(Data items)
----
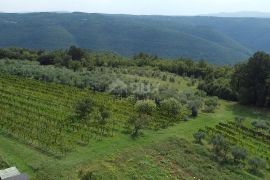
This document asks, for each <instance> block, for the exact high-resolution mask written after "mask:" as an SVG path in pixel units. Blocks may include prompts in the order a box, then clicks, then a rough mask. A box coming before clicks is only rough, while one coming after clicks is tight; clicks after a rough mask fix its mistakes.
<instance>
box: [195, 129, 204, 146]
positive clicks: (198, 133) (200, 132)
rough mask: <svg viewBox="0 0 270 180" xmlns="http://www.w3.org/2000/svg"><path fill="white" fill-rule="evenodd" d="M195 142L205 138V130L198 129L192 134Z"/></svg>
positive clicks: (200, 142)
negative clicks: (202, 130)
mask: <svg viewBox="0 0 270 180" xmlns="http://www.w3.org/2000/svg"><path fill="white" fill-rule="evenodd" d="M193 137H194V139H195V142H196V143H199V144H202V140H203V139H204V138H205V132H203V131H198V132H196V133H194V134H193Z"/></svg>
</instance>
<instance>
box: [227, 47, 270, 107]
mask: <svg viewBox="0 0 270 180" xmlns="http://www.w3.org/2000/svg"><path fill="white" fill-rule="evenodd" d="M269 72H270V55H269V54H266V53H264V52H257V53H255V54H254V55H253V56H252V57H251V58H250V59H249V61H248V62H247V63H242V64H239V65H237V66H235V72H234V74H233V76H232V87H233V89H234V91H235V92H236V93H237V97H238V100H239V102H240V103H242V104H248V105H256V106H269V105H270V104H269V94H270V93H269V91H270V88H269V84H268V78H269Z"/></svg>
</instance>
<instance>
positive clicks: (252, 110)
mask: <svg viewBox="0 0 270 180" xmlns="http://www.w3.org/2000/svg"><path fill="white" fill-rule="evenodd" d="M225 110H227V111H231V112H232V113H233V115H235V116H243V117H246V116H248V117H250V118H253V119H267V118H270V113H269V109H266V108H259V107H255V106H244V105H239V104H233V105H230V106H226V107H225Z"/></svg>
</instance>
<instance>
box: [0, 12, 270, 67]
mask: <svg viewBox="0 0 270 180" xmlns="http://www.w3.org/2000/svg"><path fill="white" fill-rule="evenodd" d="M0 26H1V29H0V47H25V48H33V49H49V50H50V49H60V48H67V47H68V46H70V45H77V46H79V47H82V48H87V49H93V50H101V51H114V52H117V53H120V54H123V55H127V56H131V55H133V54H135V53H138V52H147V53H151V54H157V55H159V56H161V57H169V58H176V57H185V58H192V59H195V60H200V59H205V60H207V61H208V62H211V63H215V64H233V63H236V62H239V61H241V60H244V59H247V58H248V57H249V56H250V55H251V54H252V53H253V52H255V51H257V50H263V51H267V52H270V35H268V34H269V33H268V32H269V30H270V19H262V18H260V19H256V18H219V17H169V16H132V15H107V14H87V13H25V14H7V13H1V14H0Z"/></svg>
----
**What is expected**. Please write out the rows exactly, starting at the very beginning and going on through the line that contains "positive clicks: (200, 142)", and leave the pictures out.

**Expected answer**.
This document asks, for each <instance> block, for the exact high-resolution mask written after "mask:" as an SVG path in pixel units. Blocks may include prompts in the order a box, then clicks, then a rough mask. A box coming before clicks is only rough, while one coming after clicks is tight; clicks after a rough mask fix its mistakes.
<instance>
box: [195, 129, 204, 146]
positive clicks: (198, 133) (200, 132)
rough mask: <svg viewBox="0 0 270 180" xmlns="http://www.w3.org/2000/svg"><path fill="white" fill-rule="evenodd" d="M195 142L205 138V130L198 129L192 134Z"/></svg>
positive clicks: (200, 142)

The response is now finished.